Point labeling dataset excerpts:

--

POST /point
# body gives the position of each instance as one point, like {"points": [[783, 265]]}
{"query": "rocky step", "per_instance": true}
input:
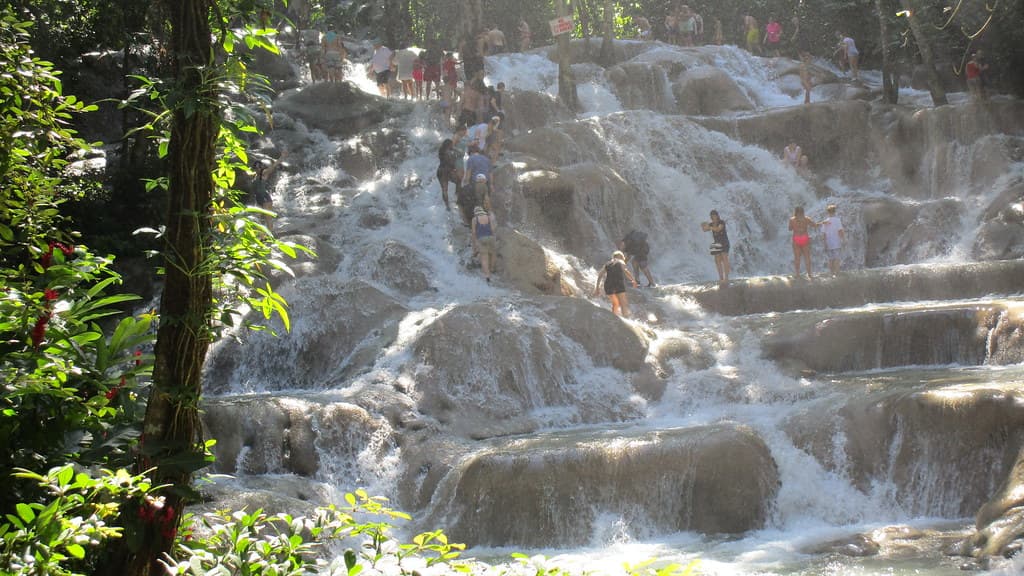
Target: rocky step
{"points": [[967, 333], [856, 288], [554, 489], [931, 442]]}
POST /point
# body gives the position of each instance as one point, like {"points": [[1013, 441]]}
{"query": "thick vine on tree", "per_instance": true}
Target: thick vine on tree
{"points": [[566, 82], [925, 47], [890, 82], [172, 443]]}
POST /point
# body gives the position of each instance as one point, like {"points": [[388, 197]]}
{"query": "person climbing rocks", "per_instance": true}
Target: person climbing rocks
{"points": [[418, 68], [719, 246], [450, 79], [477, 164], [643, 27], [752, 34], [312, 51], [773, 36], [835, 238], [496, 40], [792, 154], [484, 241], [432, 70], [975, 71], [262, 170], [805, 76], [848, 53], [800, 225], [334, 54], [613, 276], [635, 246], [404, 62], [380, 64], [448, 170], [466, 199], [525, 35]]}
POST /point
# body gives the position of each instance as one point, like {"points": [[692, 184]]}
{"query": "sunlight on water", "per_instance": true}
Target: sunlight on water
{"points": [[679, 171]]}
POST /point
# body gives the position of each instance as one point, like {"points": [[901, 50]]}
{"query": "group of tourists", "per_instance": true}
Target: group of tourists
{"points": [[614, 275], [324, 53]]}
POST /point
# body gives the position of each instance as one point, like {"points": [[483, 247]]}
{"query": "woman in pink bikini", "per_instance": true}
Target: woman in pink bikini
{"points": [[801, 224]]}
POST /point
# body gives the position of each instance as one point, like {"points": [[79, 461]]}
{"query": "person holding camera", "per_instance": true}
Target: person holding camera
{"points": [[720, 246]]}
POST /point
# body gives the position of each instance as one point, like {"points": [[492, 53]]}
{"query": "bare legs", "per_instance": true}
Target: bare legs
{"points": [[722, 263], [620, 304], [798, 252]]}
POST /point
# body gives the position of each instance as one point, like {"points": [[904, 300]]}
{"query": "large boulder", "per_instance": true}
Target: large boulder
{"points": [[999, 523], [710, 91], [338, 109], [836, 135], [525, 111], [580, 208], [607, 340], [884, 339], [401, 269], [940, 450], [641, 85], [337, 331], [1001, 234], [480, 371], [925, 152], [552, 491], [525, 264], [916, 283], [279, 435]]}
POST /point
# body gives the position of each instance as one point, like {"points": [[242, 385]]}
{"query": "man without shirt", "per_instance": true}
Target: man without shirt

--

◆ **Given request**
Retype the whole listing exactly and leave the pictures out.

◆ **The completed task**
POST /point
# body gives the position of each instance as one point, like {"points": [[783, 265]]}
{"query": "rocky step", "per_instance": true}
input:
Target: rocky step
{"points": [[967, 333], [856, 288], [554, 489], [931, 442]]}
POST /point
# body gives the position of each instance as one point, like {"points": [[1013, 441]]}
{"query": "thick vine on tree", "per_instance": true}
Target: thick vine on tree
{"points": [[566, 82], [925, 47], [890, 82], [172, 443]]}
POST /point
# body gives the position of each instance as one point, like {"points": [[388, 197]]}
{"query": "person climbing rocks", "per_instance": true}
Target: person climbing rocks
{"points": [[418, 68], [719, 246], [450, 79], [477, 164], [643, 27], [752, 34], [312, 51], [773, 36], [835, 238], [496, 40], [792, 154], [484, 241], [432, 70], [975, 71], [262, 170], [805, 76], [848, 53], [800, 225], [334, 54], [613, 276], [635, 246], [404, 62], [380, 64], [448, 170], [466, 199], [525, 35]]}
POST /point
# body gives the position of each instance as one point, like {"points": [[692, 184]]}
{"query": "sunlight on water", "per_instance": true}
Target: sunlight on water
{"points": [[679, 171]]}
POST /point
# body gives the position of each instance as one point, like {"points": [[901, 50]]}
{"query": "group of tourists", "per_instance": true}
Target: group of tourists
{"points": [[614, 275], [324, 53]]}
POST /point
# body gives the position of each instance as one point, like {"points": [[483, 247]]}
{"query": "woman in pink bikini", "per_instance": true}
Target: woman in pink bikini
{"points": [[801, 224]]}
POST /point
# body gives the position of each instance as one point, like {"points": [[79, 461]]}
{"query": "person holding camera", "per_instance": true}
Target: person holding camera
{"points": [[720, 246]]}
POST /point
# body gives the position of each instance as one point, like {"points": [[492, 53]]}
{"query": "bare legs", "per_instance": true}
Target: bare legs
{"points": [[722, 263], [620, 304], [798, 252]]}
POST /point
# body gives the position of each instance as one point, like {"points": [[904, 300]]}
{"query": "large boulder", "per_instance": true}
Target: large boulder
{"points": [[999, 523], [710, 91], [338, 109], [836, 135], [525, 111], [580, 208], [607, 340], [884, 339], [401, 269], [940, 450], [641, 85], [337, 331], [1001, 234], [480, 371], [925, 152], [552, 491], [525, 264], [916, 283], [279, 435]]}
POST /point
# body gives the position of each instance as one point, like {"points": [[242, 385]]}
{"query": "man without shirt", "per_instance": true}
Target: man without shirt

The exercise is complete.